**Task**
All lines from the one containing "[ ] a keypoint" through the end of the material are to be given back exactly, without pictures.

**Supplied entries**
__________

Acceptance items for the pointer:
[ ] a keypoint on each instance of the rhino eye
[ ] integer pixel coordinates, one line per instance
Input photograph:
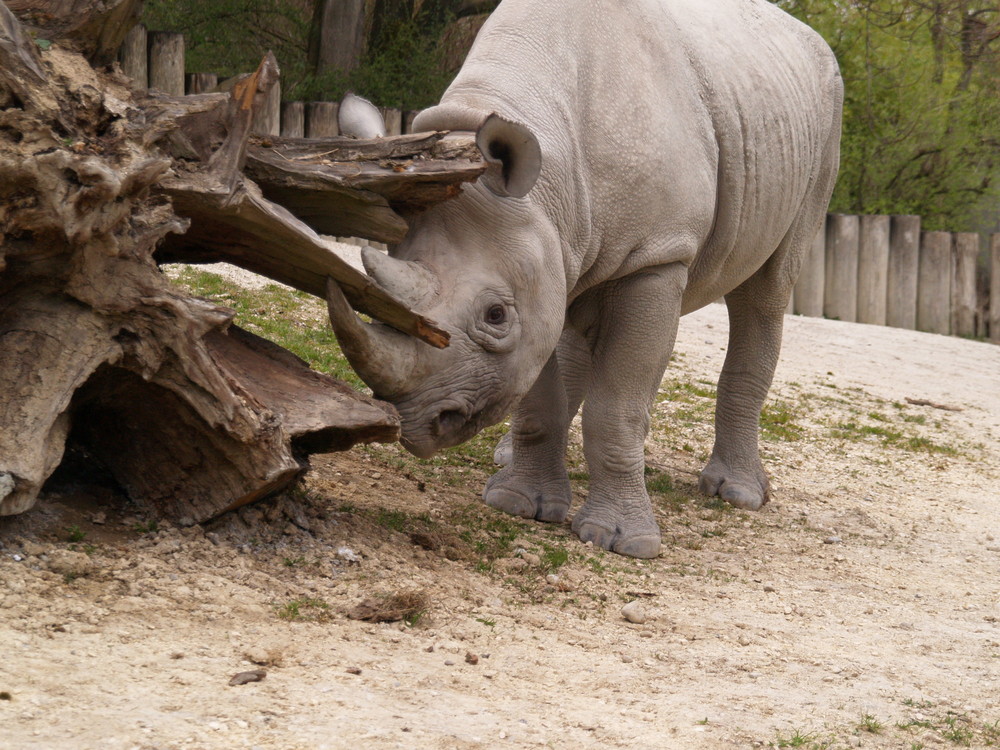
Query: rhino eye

__________

**Result**
[ ] a keypoint on each instance of the rhino eye
[ ] integer pixel coordinates, one line per instance
Input photograph:
Query: rhino eye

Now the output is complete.